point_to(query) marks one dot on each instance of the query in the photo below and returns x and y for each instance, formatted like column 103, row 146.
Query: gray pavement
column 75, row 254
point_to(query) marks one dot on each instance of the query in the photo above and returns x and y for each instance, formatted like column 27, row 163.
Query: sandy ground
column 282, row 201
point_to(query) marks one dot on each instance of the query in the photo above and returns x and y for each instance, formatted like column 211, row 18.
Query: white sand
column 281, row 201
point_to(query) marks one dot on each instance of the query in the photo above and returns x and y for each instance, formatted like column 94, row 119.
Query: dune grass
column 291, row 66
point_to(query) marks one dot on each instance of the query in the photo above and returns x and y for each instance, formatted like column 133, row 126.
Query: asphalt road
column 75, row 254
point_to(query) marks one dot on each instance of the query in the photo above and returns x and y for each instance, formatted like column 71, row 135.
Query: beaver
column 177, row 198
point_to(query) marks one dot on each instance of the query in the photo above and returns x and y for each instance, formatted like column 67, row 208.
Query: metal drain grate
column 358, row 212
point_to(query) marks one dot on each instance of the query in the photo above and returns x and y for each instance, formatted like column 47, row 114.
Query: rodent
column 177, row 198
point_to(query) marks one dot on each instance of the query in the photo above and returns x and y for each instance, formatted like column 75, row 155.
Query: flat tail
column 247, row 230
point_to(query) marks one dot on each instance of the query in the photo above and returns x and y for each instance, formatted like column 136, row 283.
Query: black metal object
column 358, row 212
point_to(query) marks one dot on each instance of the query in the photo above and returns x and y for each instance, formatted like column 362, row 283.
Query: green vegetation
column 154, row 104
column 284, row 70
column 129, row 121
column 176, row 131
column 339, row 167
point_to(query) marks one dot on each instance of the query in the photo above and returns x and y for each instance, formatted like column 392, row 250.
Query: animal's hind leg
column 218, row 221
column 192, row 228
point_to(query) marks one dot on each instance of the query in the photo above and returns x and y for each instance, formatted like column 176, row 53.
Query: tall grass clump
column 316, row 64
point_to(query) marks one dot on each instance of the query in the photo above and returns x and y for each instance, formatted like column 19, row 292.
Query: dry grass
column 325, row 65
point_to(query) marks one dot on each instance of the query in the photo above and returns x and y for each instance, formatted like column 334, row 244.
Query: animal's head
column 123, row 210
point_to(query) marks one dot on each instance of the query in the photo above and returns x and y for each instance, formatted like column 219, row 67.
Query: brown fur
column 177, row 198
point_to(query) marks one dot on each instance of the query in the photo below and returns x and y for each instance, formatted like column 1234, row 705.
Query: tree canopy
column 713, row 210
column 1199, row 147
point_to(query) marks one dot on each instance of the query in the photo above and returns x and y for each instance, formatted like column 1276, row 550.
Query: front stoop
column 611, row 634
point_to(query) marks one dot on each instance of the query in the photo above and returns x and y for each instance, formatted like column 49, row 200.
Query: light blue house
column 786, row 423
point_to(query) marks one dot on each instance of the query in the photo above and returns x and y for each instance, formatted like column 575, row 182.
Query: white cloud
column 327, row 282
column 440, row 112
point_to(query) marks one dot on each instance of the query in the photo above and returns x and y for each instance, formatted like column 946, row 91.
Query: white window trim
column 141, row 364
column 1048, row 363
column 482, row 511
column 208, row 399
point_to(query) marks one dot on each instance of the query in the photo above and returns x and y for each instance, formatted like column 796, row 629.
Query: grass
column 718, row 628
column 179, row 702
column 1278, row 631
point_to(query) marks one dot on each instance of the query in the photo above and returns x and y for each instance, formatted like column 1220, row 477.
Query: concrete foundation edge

○ ○ ○ ○ ○

• **Work instruction**
Starting at the line that holds "1276, row 550.", set down each line exactly through the last line of the records above, and no others.

• **Task result**
point_to(query) marks one dot on each instance of the query in the photo above and returns x and y for each instance, formatted like column 1276, row 550.
Query: front stoop
column 611, row 634
point_to(query) marks one dot on each instance of the query in the photo above and returns x and y for each instance, formatted like column 49, row 200.
Query: light blue house
column 786, row 423
point_to(query) marks one dot on each instance of the query in the photo above and returns x and y for each instance, formatted like column 575, row 182.
Query: white cloud
column 327, row 282
column 440, row 112
point_to(query) marks one dot on each instance of the query in the photo above and returns x and y for each instance, formatted like column 946, row 91.
Query: white window trim
column 141, row 364
column 1048, row 363
column 482, row 511
column 208, row 399
point_to(query) marks one dot on each instance of the query in the photo above and returns x and y for each instance, formatted like column 796, row 629.
Query: grass
column 718, row 628
column 179, row 702
column 1278, row 631
point_to(query) marks one dot on each instance of the query in the photo above and returns x and y for each instance, formatted like column 1220, row 477.
Query: concrete foundation edge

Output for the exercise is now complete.